- Exercise instructions
Your reply should hold exactly the lines from the one that contains "Practice step: identify the nut" through the end of the data. Repeat them word for word.

- Provided entries
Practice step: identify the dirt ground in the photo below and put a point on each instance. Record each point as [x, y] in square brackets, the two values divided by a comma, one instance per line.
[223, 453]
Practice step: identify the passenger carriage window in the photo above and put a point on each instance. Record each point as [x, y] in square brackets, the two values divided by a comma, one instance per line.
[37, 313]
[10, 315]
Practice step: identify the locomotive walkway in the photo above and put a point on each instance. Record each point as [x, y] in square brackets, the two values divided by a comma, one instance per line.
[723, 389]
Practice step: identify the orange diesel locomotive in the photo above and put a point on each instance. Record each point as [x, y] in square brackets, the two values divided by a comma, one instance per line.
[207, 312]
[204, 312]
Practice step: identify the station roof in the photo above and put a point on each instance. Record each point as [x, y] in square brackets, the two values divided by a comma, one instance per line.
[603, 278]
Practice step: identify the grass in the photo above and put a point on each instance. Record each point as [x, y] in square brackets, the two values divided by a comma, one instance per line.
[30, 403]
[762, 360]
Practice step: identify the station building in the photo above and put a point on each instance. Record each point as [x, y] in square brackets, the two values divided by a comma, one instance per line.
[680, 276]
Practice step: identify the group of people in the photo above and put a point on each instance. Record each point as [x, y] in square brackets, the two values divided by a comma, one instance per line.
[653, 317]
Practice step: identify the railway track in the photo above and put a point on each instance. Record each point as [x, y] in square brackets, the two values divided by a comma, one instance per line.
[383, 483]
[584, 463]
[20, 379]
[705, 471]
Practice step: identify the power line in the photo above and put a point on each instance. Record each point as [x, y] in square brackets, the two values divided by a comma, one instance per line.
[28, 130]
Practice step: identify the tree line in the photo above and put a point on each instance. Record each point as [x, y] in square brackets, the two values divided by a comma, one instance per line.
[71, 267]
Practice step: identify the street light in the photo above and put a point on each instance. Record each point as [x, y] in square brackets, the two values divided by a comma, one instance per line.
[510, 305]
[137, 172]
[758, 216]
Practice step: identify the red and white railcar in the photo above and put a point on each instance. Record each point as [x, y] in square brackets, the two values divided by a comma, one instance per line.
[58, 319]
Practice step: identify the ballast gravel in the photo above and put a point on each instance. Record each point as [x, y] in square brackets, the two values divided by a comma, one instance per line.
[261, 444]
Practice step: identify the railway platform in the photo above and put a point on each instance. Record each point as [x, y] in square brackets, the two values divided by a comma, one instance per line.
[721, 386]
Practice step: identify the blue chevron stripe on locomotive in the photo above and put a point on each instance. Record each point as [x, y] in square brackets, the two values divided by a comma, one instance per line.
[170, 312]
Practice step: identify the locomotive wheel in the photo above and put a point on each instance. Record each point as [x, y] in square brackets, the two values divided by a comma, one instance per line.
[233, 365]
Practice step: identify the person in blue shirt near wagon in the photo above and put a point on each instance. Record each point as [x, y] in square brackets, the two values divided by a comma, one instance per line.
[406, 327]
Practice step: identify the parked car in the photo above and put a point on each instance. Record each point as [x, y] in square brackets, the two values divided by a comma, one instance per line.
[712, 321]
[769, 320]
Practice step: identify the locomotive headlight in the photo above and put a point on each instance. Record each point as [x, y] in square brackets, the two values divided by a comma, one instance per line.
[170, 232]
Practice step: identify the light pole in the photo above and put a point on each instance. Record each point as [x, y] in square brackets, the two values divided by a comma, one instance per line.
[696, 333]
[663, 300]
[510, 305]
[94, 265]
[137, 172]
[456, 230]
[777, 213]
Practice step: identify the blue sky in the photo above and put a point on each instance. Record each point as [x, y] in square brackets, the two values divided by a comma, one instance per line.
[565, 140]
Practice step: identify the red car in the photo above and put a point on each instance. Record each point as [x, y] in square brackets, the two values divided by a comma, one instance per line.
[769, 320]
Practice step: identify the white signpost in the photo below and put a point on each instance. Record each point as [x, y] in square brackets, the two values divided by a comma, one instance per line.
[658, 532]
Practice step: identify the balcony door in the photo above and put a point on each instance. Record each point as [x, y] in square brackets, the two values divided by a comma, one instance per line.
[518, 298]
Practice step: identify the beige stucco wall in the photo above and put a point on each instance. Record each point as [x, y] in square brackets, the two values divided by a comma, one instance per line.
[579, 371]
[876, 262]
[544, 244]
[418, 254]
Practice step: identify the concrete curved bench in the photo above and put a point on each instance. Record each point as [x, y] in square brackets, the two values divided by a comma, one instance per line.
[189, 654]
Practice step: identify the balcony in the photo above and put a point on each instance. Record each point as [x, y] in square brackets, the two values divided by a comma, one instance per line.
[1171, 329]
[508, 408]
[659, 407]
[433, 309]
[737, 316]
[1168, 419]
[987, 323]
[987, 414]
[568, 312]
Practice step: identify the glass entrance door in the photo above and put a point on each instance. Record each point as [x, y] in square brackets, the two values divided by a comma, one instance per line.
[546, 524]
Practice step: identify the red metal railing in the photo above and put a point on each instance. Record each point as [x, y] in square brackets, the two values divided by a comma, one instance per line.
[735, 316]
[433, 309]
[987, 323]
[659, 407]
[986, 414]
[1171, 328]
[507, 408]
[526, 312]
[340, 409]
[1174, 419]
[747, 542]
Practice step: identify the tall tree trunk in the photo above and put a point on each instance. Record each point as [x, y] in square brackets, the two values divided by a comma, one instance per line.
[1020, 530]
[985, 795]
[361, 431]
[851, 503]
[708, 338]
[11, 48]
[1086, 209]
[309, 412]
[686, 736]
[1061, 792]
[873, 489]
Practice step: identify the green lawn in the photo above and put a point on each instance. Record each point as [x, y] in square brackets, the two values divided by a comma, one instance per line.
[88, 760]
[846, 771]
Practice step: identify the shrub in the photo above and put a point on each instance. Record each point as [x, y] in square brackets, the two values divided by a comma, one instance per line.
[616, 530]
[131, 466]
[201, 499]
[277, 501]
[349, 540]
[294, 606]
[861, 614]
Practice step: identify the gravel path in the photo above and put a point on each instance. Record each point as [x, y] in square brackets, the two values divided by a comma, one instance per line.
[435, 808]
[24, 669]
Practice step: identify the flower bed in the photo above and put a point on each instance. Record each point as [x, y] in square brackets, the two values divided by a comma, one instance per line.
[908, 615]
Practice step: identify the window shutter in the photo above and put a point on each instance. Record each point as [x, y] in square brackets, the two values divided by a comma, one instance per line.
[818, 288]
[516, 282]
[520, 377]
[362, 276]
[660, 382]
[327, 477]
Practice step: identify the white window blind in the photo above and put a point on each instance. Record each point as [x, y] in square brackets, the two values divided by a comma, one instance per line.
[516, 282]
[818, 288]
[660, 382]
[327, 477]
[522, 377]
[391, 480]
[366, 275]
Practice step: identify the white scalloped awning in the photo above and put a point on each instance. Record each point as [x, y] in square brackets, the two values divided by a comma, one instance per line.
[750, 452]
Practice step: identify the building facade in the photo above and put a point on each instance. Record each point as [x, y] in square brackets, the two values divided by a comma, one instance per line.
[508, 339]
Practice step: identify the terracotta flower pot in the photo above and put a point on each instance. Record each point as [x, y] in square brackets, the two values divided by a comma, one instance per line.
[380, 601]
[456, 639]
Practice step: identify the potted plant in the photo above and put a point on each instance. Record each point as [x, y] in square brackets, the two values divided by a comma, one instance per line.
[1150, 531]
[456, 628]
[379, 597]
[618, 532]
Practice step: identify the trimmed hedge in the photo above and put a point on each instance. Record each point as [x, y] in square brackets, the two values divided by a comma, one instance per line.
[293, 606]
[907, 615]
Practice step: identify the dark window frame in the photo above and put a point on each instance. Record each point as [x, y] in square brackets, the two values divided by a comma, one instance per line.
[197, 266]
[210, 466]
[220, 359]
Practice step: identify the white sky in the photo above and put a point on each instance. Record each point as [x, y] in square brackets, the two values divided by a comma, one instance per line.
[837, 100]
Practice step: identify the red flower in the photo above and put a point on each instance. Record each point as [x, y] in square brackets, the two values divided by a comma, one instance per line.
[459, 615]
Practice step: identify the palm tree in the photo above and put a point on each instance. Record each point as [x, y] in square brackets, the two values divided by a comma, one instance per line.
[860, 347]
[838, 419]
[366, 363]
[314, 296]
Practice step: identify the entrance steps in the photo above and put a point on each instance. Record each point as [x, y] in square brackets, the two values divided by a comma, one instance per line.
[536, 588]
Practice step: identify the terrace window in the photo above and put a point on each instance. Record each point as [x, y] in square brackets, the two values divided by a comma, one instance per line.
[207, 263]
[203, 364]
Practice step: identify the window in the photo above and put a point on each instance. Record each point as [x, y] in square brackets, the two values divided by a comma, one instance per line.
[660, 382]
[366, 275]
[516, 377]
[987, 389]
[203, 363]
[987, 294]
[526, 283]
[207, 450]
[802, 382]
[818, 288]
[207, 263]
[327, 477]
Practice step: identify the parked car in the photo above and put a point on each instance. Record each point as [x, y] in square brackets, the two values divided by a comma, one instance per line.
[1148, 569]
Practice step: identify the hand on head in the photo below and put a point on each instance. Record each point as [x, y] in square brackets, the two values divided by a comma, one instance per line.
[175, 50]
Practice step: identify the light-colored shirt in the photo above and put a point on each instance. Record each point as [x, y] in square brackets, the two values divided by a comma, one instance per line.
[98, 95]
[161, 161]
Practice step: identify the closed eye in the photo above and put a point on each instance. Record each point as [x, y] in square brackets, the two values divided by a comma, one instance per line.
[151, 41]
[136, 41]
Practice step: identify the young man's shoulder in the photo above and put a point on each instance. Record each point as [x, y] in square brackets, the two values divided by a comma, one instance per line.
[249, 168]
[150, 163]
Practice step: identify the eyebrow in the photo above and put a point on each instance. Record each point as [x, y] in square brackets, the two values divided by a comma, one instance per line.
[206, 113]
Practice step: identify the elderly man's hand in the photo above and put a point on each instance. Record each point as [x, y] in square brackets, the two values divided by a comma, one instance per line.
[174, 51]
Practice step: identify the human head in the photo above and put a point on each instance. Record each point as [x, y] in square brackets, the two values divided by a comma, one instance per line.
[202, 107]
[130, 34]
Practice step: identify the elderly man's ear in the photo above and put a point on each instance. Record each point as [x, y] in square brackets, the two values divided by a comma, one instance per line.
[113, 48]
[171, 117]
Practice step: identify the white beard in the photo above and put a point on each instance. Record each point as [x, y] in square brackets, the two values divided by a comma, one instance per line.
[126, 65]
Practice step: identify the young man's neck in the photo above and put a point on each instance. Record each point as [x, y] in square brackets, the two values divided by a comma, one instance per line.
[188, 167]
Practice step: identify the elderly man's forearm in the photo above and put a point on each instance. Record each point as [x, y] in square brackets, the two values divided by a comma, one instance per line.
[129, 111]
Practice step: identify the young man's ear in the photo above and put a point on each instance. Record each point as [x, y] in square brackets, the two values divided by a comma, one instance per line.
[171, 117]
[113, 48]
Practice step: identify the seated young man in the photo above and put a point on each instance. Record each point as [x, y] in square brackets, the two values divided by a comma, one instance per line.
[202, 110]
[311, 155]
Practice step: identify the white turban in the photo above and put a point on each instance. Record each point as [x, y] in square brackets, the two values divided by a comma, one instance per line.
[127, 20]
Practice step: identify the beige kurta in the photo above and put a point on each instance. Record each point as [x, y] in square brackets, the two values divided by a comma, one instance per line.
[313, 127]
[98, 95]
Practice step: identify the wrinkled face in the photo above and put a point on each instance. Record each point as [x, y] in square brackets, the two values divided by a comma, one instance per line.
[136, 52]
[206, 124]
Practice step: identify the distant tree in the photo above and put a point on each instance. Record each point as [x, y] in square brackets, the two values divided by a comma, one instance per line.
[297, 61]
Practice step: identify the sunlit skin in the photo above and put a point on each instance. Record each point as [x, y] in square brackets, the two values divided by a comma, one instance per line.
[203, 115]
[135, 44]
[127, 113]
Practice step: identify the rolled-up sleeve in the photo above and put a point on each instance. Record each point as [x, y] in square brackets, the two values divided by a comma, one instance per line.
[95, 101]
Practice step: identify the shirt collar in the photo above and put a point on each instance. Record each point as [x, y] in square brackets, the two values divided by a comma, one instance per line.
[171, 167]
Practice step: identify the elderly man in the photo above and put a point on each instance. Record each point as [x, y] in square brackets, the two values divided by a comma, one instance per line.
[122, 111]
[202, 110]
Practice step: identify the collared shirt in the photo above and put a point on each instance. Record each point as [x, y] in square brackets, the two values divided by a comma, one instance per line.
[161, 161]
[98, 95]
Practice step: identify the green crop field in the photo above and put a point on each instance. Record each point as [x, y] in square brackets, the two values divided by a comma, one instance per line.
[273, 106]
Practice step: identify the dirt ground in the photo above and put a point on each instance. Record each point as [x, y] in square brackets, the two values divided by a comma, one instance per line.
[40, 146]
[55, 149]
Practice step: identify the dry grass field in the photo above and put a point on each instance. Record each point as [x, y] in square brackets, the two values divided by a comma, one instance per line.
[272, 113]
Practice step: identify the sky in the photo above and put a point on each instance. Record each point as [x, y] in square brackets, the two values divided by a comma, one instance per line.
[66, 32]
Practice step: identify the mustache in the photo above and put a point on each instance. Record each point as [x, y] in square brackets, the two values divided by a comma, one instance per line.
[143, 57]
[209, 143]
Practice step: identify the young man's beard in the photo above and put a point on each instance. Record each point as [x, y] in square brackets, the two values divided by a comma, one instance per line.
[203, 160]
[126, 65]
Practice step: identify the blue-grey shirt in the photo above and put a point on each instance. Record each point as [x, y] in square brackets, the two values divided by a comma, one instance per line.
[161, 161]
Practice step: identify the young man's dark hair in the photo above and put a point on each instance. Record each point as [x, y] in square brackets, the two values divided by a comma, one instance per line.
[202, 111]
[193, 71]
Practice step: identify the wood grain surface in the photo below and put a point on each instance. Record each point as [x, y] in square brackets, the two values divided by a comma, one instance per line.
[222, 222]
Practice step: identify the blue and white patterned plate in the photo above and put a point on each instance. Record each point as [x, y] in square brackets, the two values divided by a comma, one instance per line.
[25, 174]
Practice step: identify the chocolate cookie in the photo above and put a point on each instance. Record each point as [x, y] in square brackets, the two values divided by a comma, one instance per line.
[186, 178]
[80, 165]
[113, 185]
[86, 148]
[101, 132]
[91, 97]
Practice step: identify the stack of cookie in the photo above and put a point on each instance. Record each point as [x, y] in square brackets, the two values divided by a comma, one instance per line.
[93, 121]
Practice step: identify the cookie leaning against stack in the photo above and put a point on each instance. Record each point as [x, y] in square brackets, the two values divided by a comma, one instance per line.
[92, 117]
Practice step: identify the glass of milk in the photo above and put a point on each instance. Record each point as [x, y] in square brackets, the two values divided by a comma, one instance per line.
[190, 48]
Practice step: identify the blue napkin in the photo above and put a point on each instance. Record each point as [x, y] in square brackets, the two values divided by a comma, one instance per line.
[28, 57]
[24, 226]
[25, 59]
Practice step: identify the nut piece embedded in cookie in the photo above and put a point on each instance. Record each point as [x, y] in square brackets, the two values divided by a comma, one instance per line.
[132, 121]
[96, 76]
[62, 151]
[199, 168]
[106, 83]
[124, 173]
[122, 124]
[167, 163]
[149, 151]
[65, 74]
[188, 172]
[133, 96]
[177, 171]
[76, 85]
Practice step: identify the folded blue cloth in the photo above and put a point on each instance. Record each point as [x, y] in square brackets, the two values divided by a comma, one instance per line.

- Task output
Practice step: identify the nut piece embedded in cookie in the photo above and put a point on each instance. Record each point as [x, y] in square brackets, the two values divided by a comma, one instance per line.
[132, 121]
[96, 76]
[62, 151]
[199, 168]
[106, 83]
[124, 173]
[122, 124]
[167, 163]
[149, 151]
[65, 74]
[188, 172]
[133, 96]
[177, 171]
[76, 85]
Practice step: identify the folded blue cloth in the photo above and put a point on each instance. Record each point as [x, y] in square brackets, the two values divided by a comma, one instance per line.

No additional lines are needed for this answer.